▸ **WRITTEN EXERCISE A**:
Quote the passage below about a law firm's recruitment question in full, word for word.

▸ **SOURCE EXTRACT**:
━━━━━━━━━━━━━━━━━━━━
The firm started by asking us how they get to take on a solicitor who would be prepared to join a firm and work on a profit share basis. Could they recruit a former sole practitioner who maybe had had enough, and does that type of candidate exist? They have the space, they have the capacity to recruit more staff and would like to expand the firm.
We advised them that yes, these types of candidate exist. A law firm cannot expect to immediately fill
this type of vacancy - in fact we do not work them unless firms join us as members (details on our website at www.ten-percent.co.uk/membership-services).
Law firms can see that solicitors are prepared to work on a commission only basis, a fee split or a profit share - you can see large full page ads in the back of the Law Society Gazette to get an idea of this. Similarly a good number of the solicitors at the larger firms offering this type of arrangement are registered candidates with Ten-Percent Legal Recruitment and looking for salaried work, so this probably gives you an idea of how successful these arrrangements are for some solicitors.
Secondly solicitors with following tend to be a little more fickle about loyalty. After all if they have moved once, they may be prepared to move again if they suddenly dont like you. Your relationship with this type of solicitor will be very different from the conventional employee/employer working practice. The firm then emailed back to ask about what else they could do to take on extra staff, expand and plan for succession and the future.
The partner complained that taking on paralegals tends to be a short term option. I answered that it depends whether you take on a paralegal with a view to training them up and have a longer term view for partnership, or whether you take on a paralegal with a view to working them to extract as much as you can out of them...
━━━━━━━━━━━━━━━━━━━━
▸ **WRITTEN EXERCISE B**:
Add 88 to every coordinate in the answers of the records below, and give only the lines starting at the one that contains "else: point(174, 152)." and ending at the one that contains "point(503, 229)", with their requests included.
━━━━━━━━━━━━━━━━━━━━
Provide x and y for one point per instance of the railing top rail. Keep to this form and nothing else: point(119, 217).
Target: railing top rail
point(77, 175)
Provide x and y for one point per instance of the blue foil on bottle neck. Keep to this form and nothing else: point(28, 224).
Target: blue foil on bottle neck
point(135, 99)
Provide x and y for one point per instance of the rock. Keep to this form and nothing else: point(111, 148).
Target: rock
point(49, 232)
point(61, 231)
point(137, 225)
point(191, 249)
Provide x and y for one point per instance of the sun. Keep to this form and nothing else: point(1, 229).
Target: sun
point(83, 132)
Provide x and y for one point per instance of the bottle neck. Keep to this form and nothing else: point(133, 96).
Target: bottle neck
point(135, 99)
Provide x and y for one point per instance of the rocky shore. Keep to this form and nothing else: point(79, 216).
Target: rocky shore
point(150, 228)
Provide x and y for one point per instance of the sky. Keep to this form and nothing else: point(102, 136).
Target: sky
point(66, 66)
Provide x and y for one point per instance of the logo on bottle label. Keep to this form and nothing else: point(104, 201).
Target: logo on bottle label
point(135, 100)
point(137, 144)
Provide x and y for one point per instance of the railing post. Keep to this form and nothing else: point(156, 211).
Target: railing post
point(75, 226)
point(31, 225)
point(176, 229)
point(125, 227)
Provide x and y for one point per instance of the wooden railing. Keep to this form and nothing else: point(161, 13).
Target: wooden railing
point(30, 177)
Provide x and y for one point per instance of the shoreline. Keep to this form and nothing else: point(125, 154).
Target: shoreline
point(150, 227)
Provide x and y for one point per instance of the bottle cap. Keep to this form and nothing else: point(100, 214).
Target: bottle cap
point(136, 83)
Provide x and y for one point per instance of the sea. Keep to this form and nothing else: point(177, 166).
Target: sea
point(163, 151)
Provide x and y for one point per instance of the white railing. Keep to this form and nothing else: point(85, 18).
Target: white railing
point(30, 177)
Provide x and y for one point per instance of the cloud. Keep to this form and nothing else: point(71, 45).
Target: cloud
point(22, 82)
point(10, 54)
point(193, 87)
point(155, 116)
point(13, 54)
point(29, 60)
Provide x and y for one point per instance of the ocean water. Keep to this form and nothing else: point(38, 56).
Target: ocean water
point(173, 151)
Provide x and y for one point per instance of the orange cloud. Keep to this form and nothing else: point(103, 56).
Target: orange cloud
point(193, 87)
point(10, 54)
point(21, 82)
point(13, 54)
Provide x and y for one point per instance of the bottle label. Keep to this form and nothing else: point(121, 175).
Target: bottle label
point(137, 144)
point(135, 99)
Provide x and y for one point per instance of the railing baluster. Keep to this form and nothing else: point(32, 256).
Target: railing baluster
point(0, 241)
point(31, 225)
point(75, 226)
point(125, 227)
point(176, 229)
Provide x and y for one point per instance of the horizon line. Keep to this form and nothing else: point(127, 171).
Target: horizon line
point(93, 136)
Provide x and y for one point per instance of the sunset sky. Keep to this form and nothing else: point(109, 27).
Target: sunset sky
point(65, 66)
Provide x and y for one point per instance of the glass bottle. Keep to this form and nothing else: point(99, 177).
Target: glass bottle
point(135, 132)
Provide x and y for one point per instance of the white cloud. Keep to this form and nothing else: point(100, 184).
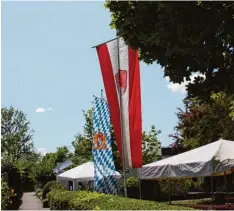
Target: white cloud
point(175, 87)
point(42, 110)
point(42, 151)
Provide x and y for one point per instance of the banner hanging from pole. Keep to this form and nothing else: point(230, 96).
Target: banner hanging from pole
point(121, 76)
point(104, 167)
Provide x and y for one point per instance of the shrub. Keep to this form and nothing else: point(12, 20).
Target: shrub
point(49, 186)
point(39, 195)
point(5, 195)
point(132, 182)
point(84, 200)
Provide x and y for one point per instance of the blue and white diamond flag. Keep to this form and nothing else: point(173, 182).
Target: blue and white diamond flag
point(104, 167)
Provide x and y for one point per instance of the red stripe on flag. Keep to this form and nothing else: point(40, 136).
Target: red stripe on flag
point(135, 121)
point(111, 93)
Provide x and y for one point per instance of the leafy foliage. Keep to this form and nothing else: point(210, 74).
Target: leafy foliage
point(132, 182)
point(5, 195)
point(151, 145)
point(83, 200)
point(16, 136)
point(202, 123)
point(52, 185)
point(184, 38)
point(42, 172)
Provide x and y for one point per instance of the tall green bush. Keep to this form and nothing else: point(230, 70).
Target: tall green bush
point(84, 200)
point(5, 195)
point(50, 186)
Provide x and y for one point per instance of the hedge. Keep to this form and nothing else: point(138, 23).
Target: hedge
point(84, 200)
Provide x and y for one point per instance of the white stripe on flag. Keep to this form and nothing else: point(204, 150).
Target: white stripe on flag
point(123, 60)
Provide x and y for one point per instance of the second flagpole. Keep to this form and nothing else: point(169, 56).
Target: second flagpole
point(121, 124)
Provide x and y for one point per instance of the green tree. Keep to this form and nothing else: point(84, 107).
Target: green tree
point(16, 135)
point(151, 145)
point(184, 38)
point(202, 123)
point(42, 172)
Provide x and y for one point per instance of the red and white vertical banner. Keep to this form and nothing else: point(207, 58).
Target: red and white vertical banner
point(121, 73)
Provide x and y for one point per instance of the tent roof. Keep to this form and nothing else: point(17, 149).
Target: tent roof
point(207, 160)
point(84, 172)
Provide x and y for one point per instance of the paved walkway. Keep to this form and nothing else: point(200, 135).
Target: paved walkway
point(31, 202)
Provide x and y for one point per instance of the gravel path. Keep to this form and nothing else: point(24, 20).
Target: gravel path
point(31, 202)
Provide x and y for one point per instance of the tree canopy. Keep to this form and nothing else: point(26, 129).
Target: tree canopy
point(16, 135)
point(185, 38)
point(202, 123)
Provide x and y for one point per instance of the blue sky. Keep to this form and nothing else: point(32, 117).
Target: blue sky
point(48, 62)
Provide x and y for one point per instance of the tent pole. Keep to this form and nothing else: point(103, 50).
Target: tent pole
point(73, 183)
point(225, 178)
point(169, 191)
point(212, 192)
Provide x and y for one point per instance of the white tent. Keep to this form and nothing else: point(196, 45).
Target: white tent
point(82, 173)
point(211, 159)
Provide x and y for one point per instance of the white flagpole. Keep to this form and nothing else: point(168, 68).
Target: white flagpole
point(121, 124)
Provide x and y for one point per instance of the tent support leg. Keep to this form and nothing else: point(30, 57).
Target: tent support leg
━━━━━━━━━━━━━━━━━━━━
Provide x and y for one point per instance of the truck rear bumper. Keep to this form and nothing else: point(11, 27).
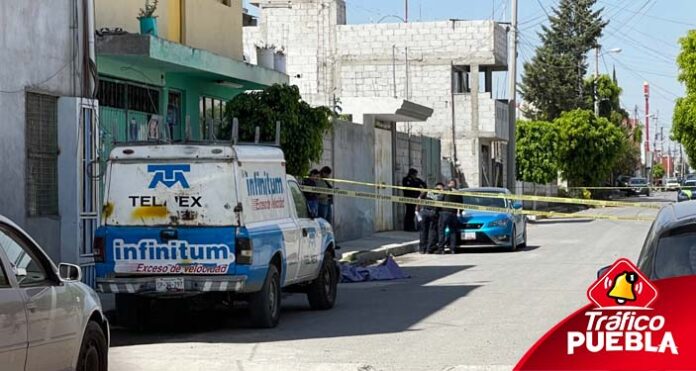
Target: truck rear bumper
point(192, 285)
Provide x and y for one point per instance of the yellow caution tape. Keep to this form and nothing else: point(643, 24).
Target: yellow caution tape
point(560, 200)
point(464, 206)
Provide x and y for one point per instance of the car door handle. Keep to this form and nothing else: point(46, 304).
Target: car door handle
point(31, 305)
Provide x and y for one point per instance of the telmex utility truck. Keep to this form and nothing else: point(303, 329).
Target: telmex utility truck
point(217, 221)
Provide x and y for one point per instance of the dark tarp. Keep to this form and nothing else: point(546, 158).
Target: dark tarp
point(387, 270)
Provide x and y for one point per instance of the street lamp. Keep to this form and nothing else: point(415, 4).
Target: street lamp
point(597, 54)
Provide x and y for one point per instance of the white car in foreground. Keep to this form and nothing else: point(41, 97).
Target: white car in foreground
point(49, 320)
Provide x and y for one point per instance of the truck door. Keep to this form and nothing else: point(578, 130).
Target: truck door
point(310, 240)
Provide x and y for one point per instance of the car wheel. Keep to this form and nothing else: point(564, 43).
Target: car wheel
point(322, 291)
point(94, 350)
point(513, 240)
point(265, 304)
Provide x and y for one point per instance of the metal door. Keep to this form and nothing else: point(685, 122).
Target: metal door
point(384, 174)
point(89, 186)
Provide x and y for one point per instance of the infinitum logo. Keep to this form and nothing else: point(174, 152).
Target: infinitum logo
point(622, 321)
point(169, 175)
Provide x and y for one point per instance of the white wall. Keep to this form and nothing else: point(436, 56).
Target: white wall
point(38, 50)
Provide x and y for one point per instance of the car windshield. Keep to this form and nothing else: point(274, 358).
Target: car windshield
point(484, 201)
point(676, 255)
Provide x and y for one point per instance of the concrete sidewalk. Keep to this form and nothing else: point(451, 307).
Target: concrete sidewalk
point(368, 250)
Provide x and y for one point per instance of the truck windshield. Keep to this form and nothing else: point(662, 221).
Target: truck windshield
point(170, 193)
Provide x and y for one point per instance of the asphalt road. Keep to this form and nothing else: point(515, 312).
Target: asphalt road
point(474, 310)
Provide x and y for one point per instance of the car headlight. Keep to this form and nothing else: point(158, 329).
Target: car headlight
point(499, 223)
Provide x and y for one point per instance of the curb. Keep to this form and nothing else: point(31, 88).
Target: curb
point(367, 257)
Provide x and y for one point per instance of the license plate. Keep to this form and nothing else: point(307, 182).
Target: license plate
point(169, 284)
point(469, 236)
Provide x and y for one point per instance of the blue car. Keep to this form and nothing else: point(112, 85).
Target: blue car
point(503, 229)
━━━━━━━━━━━━━━━━━━━━
▸ **RESULT A**:
The firm started by asking us how they get to take on a solicitor who would be prepared to join a firm and work on a profit share basis. Could they recruit a former sole practitioner who maybe had had enough, and does that type of candidate exist? They have the space, they have the capacity to recruit more staff and would like to expand the firm.
We advised them that yes, these types of candidate exist. A law firm cannot expect to immediately fill
this type of vacancy - in fact we do not work them unless firms join us as members (details on our website at www.ten-percent.co.uk/membership-services).
Law firms can see that solicitors are prepared to work on a commission only basis, a fee split or a profit share - you can see large full page ads in the back of the Law Society Gazette to get an idea of this. Similarly a good number of the solicitors at the larger firms offering this type of arrangement are registered candidates with Ten-Percent Legal Recruitment and looking for salaried work, so this probably gives you an idea of how successful these arrrangements are for some solicitors.
Secondly solicitors with following tend to be a little more fickle about loyalty. After all if they have moved once, they may be prepared to move again if they suddenly dont like you. Your relationship with this type of solicitor will be very different from the conventional employee/employer working practice. The firm then emailed back to ask about what else they could do to take on extra staff, expand and plan for succession and the future.
The partner complained that taking on paralegals tends to be a short term option. I answered that it depends whether you take on a paralegal with a view to training them up and have a longer term view for partnership, or whether you take on a paralegal with a view to working them to extract as much as you can out of them...

▸ **RESULT B**:
Provide x and y for one point per instance of the infinitum logo. Keep to this form and nothing else: point(174, 152).
Target: infinitum logo
point(710, 409)
point(257, 263)
Provide x and y for one point per instance of the white wall. Keep to this form and nothing else: point(436, 56).
Target: white wall
point(126, 138)
Provide x and y for one point per instance of the car windshield. Keep to this form and nothing else: point(274, 358).
Target: car windshield
point(572, 289)
point(764, 343)
Provide x and y for one point per instance of the concrete sidewalk. Keep to this form and nothing else: point(451, 307).
Target: concrete sidewalk
point(456, 338)
Provide x and y for one point per instance of the truck windshield. Keep to this form and nothing else: point(662, 221).
Target: truck windshield
point(258, 281)
Provide x and y for one point per instance of the asphalt road. Keep to this form and nothing else: point(515, 312).
Target: asphalt road
point(562, 398)
Provide x and y for one point per instance of the car headlight. Keep to this form and nothing else: point(158, 329).
Target: car headlight
point(587, 311)
Provide x and y for one point per instance of the curb. Keep to this form and nothing else: point(31, 88).
Target: curb
point(455, 345)
Provide x and y for one point per instance of the license plate. Keep to this form and nothing else: point(307, 182).
Target: license plate
point(257, 372)
point(557, 324)
Provide x and y for one point per instance of the blue car. Keep to this form and nothing else: point(112, 85).
Target: blue car
point(591, 317)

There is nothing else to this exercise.